* _YOUR TASK_: Count the lines below that contain the word "water". Give only the number.

* _Dataset excerpts on pointing to objects_:

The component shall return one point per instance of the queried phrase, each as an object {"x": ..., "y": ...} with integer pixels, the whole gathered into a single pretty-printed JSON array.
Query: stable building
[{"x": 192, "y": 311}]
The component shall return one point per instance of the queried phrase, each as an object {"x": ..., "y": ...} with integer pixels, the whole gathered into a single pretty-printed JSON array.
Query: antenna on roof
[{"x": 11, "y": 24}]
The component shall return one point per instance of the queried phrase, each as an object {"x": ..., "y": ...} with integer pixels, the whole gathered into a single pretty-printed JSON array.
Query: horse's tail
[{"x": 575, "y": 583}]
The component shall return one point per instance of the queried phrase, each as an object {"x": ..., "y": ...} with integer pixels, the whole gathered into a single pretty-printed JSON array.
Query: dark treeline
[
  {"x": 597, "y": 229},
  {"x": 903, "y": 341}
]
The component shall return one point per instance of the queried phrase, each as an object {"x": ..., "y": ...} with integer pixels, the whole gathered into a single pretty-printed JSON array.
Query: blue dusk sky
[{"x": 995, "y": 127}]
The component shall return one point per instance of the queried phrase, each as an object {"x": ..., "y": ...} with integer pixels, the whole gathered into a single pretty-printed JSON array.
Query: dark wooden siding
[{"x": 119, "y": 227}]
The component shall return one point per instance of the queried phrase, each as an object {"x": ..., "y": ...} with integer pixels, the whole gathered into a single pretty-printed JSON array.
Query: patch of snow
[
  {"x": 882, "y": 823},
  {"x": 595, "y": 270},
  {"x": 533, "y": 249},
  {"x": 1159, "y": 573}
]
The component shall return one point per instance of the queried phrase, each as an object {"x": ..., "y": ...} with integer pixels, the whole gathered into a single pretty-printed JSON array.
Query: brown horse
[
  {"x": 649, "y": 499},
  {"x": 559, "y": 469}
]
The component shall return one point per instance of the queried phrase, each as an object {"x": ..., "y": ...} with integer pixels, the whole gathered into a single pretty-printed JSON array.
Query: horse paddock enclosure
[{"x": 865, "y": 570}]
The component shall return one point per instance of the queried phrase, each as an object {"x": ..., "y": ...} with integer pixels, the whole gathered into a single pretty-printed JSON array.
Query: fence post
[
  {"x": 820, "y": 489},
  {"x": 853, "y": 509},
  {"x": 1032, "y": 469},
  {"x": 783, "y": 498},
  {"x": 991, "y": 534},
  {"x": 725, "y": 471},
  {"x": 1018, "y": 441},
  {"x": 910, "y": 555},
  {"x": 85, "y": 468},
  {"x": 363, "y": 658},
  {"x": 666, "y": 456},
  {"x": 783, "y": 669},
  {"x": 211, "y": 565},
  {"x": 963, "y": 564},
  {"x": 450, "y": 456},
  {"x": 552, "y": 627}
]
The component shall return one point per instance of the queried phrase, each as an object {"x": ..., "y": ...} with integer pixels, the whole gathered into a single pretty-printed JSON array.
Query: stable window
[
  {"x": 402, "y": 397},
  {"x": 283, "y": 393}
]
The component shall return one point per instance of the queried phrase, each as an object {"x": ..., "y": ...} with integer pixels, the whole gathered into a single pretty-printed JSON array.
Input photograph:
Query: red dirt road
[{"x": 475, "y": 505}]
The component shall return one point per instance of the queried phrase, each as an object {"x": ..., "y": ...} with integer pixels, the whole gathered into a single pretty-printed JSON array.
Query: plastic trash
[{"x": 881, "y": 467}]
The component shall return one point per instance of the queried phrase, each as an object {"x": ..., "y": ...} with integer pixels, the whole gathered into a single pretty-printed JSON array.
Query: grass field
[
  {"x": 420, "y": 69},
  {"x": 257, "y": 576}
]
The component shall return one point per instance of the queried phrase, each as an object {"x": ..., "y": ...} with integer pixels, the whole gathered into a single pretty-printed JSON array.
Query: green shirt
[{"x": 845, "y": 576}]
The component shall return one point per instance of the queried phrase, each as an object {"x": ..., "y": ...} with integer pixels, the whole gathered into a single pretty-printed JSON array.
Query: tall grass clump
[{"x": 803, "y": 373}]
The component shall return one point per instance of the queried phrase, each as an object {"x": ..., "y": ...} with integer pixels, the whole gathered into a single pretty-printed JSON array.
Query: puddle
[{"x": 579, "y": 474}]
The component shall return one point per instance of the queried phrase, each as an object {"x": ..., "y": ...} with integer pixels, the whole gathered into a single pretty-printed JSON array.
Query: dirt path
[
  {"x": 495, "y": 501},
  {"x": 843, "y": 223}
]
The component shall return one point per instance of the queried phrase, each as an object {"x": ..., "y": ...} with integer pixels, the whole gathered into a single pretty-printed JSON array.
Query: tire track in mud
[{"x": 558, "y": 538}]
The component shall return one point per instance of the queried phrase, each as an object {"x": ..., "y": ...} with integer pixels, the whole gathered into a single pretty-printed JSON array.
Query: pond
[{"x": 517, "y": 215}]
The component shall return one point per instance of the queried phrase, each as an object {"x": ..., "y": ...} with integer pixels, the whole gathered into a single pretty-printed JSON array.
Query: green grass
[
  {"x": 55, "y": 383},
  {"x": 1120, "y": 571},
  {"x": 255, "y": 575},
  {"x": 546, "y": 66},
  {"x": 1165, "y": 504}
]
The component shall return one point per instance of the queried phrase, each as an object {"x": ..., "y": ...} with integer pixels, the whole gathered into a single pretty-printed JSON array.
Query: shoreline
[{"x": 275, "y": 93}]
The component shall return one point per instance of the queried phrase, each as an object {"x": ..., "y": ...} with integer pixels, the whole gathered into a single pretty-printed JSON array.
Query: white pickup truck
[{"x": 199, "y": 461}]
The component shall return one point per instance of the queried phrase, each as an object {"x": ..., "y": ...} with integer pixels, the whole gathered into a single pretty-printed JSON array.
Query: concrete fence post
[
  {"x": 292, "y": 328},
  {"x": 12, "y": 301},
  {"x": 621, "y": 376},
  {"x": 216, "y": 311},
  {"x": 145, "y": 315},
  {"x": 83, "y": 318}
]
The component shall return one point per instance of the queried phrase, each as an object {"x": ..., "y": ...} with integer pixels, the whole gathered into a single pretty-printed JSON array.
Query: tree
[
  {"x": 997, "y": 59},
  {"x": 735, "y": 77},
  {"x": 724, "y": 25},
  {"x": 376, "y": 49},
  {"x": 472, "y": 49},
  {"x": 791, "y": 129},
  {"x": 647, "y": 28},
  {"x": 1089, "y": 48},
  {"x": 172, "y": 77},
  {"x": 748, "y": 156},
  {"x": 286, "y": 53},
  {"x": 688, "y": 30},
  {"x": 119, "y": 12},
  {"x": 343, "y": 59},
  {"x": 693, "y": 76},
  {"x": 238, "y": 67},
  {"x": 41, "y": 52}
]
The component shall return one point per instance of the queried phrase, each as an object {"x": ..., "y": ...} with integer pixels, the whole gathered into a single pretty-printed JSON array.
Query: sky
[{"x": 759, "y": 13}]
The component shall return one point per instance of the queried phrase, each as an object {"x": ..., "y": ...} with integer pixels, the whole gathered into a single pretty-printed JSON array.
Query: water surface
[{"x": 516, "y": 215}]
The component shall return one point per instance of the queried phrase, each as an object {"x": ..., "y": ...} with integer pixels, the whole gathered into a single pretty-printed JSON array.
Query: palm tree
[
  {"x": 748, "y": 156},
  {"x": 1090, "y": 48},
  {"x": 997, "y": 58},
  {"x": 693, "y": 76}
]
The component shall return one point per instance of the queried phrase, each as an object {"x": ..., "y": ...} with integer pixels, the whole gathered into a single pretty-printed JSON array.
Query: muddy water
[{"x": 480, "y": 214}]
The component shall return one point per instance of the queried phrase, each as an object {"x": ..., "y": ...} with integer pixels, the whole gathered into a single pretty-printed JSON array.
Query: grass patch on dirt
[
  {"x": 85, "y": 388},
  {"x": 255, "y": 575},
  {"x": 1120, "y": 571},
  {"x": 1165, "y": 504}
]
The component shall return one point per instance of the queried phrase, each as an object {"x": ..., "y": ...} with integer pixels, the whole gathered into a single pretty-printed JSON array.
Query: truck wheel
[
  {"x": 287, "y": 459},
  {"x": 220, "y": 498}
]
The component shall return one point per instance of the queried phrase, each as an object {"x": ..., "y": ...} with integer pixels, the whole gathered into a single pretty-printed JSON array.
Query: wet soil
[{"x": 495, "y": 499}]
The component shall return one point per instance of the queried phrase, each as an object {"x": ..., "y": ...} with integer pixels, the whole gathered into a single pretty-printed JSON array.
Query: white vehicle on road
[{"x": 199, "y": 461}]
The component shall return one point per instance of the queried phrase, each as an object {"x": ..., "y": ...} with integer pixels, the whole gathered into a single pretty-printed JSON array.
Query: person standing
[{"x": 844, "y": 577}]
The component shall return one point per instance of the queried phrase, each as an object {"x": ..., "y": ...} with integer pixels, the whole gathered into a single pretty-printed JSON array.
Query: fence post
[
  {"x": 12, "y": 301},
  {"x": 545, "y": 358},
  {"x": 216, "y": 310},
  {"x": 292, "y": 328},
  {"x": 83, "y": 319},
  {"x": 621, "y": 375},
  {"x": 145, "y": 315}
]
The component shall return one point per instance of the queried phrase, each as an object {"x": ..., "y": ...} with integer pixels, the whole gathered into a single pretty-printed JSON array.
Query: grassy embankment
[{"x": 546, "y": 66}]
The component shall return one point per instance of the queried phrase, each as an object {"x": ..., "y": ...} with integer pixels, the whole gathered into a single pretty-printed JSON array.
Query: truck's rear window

* _FINAL RESULT_: 2